What needs to be done –
Starting with the line that contains "of the cloud", reproduce each line through the end of the entries exactly as written.

☆ ☆ ☆ ☆ ☆

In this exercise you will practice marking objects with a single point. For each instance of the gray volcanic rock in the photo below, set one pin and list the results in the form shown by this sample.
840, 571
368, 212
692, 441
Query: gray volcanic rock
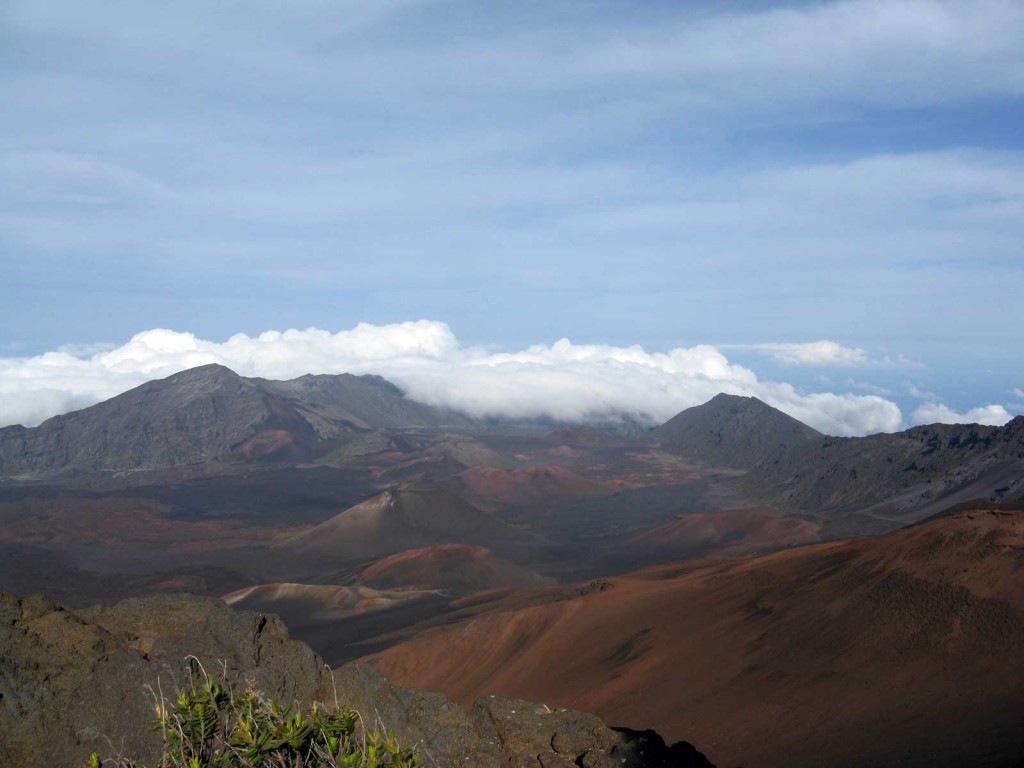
69, 681
211, 414
72, 683
403, 519
903, 476
733, 431
887, 479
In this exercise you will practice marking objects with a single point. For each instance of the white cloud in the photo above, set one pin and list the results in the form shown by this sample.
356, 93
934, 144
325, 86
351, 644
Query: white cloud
822, 353
814, 353
932, 413
566, 381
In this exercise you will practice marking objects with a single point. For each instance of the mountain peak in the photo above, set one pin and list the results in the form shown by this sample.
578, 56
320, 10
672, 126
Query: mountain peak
733, 430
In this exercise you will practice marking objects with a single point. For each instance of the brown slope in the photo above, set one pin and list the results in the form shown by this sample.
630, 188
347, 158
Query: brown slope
456, 568
902, 649
549, 483
403, 519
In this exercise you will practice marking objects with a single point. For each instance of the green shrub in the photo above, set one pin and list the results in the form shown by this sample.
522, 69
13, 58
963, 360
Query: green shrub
208, 725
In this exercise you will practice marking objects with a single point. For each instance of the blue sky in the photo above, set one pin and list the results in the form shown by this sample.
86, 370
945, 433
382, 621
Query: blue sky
615, 173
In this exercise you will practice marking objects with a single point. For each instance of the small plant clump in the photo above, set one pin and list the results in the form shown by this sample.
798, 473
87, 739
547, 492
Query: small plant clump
207, 725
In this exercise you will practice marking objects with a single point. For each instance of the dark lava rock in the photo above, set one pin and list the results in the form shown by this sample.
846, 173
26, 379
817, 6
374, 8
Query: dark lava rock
74, 682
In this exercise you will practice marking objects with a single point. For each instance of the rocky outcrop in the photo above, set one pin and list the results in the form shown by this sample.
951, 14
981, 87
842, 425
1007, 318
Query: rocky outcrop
74, 682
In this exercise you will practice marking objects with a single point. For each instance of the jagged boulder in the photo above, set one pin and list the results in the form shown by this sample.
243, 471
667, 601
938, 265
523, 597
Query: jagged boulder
74, 682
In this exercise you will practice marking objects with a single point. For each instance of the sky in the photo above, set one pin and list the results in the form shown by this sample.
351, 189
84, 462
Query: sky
586, 208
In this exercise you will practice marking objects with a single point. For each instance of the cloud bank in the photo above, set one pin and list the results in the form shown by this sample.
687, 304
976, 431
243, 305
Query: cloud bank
564, 381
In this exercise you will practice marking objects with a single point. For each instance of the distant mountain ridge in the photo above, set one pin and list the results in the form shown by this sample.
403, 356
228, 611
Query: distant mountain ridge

☆ ☆ ☆ ☆ ☆

Output for this task –
In this exercise you will practice marking objects with a single point. For each instance of the cloud bank in the photo above, set one pin and list the results in the form shown by this sample.
687, 304
976, 431
243, 305
Query: cloud bank
564, 381
In this exercise you will practice marking objects with a single point. For each instance of the distant mountain ridge in the photo above, set one pin and list the results in the form shown by this sample.
403, 356
228, 611
Query: distant mountain ridge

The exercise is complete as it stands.